### TRECHO DO TEXTO
Eis como Ben descreve a viagem ao Peru quando encontrou essa planta:
Em 2010 fizemos nossa segunda visita ao posto avançado incaico de Pumamarca, situado a cerca de 12.000 pés de altitude, sobre um esporão que se ergue acima do Vale Patacancha. De lá, fizemos a espetacular caminhada de volta em direção ao último reduto do Inca, no Vale de Vilcanota: Ollantaytambo. Desfrutando a exibição jubilosa de flores silvestres e o recrescimento de árvores nativas Alnus, Escallonia e Myrcianthes, nosso caminho nos levou ao longo da montanha com mais terraços agrícolas que já vi em todos os Andes. Com mais de mil terraços de pedra, teria sido um lugar de agricultura incrivelmente intensiva.
Há alguns momentos que conspiram em direção ao sublime – o ângulo do sol que se difunde através de uma nuvem rendilhada; a exalação de terra úmida, de pedra queimada pelo sol, de vegetação e de flores silvestres se combinam para perfumar tudo, e minha bolinha de coca confortavelmente entre chiclete e bochecha; a combinação perfeita de folha a llipta para saliva infunde ao mundo uma graça inegável.
Assim, foi a meio caminho de Munaypata, perto de 10.500′, que notei alguns longos troncos pendurados nas paredes do terraço de pedra bruta. Uma inspeção mais atenta revelou uma bela tonalidade rosa nos caules e folhas semi-suculentas que pareciam e saboreavam muito parecidas com o Ullucus cultivado. Seguindo uma videira ao longo de sua rota de crescimento, descobri uma pequena espiga de flores de mini-estrela que afirmava a identidade das plantas. Observei também alguns fios estranhos, como caules que brotavam de alguns nós de folhas, que desapareceram nas rachaduras da parede do terraço. Consegui localizar um que terminou em uma fenda relativamente grande e cheia de terra e com uma cuidadosa escavação, descobri vários pequenos tubérculos rosa perolados!

### ENTRADAS FORNECIDAS
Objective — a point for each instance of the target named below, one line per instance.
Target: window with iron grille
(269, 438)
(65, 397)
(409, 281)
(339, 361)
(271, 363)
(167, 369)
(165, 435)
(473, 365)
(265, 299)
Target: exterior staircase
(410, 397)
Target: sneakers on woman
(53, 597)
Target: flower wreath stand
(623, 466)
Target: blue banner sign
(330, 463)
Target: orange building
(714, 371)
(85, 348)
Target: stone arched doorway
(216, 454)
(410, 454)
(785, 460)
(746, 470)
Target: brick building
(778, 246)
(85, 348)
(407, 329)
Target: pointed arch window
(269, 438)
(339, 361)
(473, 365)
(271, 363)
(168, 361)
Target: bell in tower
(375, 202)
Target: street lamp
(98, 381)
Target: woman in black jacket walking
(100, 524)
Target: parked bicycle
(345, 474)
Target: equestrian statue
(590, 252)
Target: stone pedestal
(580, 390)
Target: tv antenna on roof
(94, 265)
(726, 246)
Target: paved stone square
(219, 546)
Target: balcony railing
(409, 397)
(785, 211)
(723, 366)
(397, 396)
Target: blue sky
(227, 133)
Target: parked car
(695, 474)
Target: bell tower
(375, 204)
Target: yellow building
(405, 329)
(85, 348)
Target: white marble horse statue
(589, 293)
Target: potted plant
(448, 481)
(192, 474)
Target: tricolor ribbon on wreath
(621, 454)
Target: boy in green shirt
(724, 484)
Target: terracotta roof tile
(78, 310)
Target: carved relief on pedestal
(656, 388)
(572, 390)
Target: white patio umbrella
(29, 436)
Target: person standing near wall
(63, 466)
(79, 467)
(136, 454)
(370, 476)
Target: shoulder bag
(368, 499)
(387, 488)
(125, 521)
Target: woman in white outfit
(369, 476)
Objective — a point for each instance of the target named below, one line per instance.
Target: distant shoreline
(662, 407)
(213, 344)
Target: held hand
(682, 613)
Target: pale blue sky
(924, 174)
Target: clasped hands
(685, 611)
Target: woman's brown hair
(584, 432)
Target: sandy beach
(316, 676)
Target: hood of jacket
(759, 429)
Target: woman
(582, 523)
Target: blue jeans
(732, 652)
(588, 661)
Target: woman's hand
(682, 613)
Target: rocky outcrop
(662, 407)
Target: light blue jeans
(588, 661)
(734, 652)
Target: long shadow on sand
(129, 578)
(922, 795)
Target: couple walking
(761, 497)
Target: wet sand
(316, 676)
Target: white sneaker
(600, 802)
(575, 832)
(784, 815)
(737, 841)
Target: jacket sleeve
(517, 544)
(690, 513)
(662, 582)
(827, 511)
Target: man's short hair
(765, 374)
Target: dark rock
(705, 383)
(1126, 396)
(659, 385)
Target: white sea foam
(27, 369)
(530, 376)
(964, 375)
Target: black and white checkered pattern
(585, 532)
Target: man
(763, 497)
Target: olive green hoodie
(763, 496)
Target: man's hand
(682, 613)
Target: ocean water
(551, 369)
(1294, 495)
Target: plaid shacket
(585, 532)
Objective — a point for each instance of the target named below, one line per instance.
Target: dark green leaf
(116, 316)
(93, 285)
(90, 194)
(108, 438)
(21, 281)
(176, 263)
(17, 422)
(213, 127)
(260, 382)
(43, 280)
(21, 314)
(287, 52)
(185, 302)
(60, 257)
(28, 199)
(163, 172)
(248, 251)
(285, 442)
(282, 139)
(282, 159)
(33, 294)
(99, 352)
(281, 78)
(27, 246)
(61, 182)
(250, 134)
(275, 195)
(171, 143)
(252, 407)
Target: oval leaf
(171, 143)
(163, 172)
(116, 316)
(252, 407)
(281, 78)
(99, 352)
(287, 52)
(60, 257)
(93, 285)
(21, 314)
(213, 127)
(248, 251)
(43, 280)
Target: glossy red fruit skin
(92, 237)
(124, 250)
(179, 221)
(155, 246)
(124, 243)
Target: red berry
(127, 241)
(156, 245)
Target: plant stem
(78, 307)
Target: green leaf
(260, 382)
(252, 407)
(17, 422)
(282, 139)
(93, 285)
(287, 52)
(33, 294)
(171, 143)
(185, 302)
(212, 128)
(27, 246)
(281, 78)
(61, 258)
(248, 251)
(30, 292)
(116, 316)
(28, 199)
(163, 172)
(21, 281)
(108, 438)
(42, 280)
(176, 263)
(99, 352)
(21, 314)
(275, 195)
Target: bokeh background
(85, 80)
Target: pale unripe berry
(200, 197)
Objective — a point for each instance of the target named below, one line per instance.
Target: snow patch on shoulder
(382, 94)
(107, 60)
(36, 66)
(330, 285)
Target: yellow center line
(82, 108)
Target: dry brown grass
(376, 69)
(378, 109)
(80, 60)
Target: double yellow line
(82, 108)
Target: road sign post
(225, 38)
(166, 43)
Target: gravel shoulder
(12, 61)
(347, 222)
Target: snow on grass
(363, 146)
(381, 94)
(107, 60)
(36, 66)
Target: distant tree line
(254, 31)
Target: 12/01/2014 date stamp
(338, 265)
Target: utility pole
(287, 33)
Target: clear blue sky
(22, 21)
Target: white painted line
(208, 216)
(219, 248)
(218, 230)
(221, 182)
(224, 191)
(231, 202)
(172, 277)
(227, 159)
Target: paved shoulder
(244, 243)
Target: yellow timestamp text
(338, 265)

### TAREFA 1
Transcreva do relato da viagem ao Peru o segmento que se inicia nas palavras "Há alguns momentos" e termina logo após "uma graça inegável.".
### TAREFA 2
Escreva a continuação do relato da viagem ao Peru a partir da última frase apresentada.

### RESULTADO DA TAREFA 1
Há alguns momentos que conspiram em direção ao sublime – o ângulo do sol que se difunde através de uma nuvem rendilhada; a exalação de terra úmida, de pedra queimada pelo sol, de vegetação e de flores silvestres se combinam para perfumar tudo, e minha bolinha de coca confortavelmente entre chiclete e bochecha; a combinação perfeita de folha a llipta para saliva infunde ao mundo uma graça inegável.

### RESULTADO DA TAREFA 2
Isso é considerado a forma selvagem ou ancestral da cultura andina básica “ulluco” (“papa lisa”). O ulluco cultivado muito raramente dá semente e é possível que essa subespécie selvagem, que semeia mais prontamente, possa ser usada em programas de reprodução. Também se especulou que ele foi usado na criação de novas variedades pelos Incas. É plausível que o que descobrimos foi uma relíquia antropogênica… ou poderia ser apenas essa subespécie selvagem, que desde então observamos como habitante de penhascos, que favoreceu o habitat rochoso dos terraços.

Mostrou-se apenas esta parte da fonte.